What this task involves - The line containing "Annotate each instance of the concrete balcony" marks where to begin; quote it and every line after it through the end of the data, exactly as written.

Entries shown -
[BEGIN]
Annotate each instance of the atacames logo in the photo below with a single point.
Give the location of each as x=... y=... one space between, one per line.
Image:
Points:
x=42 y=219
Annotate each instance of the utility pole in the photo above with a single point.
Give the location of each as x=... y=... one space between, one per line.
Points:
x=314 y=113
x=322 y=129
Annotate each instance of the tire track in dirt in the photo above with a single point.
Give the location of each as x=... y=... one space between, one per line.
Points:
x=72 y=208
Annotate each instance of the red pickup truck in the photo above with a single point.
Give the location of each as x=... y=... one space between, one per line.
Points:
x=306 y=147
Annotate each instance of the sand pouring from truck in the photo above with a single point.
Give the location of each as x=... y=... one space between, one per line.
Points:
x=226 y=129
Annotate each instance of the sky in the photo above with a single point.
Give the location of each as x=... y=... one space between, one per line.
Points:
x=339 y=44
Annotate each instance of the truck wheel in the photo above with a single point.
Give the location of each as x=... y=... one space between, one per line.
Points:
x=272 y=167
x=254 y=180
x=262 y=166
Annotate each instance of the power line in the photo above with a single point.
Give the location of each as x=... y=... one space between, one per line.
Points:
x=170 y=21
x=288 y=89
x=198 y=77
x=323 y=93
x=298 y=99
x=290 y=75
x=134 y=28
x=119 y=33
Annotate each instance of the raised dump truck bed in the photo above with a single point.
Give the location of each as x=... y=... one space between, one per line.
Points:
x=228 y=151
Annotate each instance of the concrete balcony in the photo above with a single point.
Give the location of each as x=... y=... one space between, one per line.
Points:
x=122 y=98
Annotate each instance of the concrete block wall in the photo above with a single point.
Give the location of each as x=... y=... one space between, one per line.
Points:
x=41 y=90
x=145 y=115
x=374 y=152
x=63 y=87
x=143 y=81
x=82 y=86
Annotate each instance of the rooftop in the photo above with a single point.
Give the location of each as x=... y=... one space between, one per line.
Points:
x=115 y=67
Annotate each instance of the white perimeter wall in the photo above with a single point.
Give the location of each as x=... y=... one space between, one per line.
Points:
[END]
Task response -
Annotate each instance of the concrete balcony in the photo above with a single point.
Give the location of each as x=... y=... one space between, one per line.
Points:
x=122 y=98
Annotate each instance of the concrete block wall in the photo above with a single point.
Give the location of each as x=... y=... one space between, one per line.
Points:
x=41 y=90
x=145 y=115
x=374 y=152
x=63 y=87
x=143 y=81
x=82 y=86
Annotate each instance of the rooftop in the photo above with a single point.
Give the location of each as x=... y=... one space between, one per line.
Points:
x=115 y=67
Annotate each instance of the white perimeter wall in the photo above with a single point.
Give the location of each as x=... y=... one space between, one per line.
Points:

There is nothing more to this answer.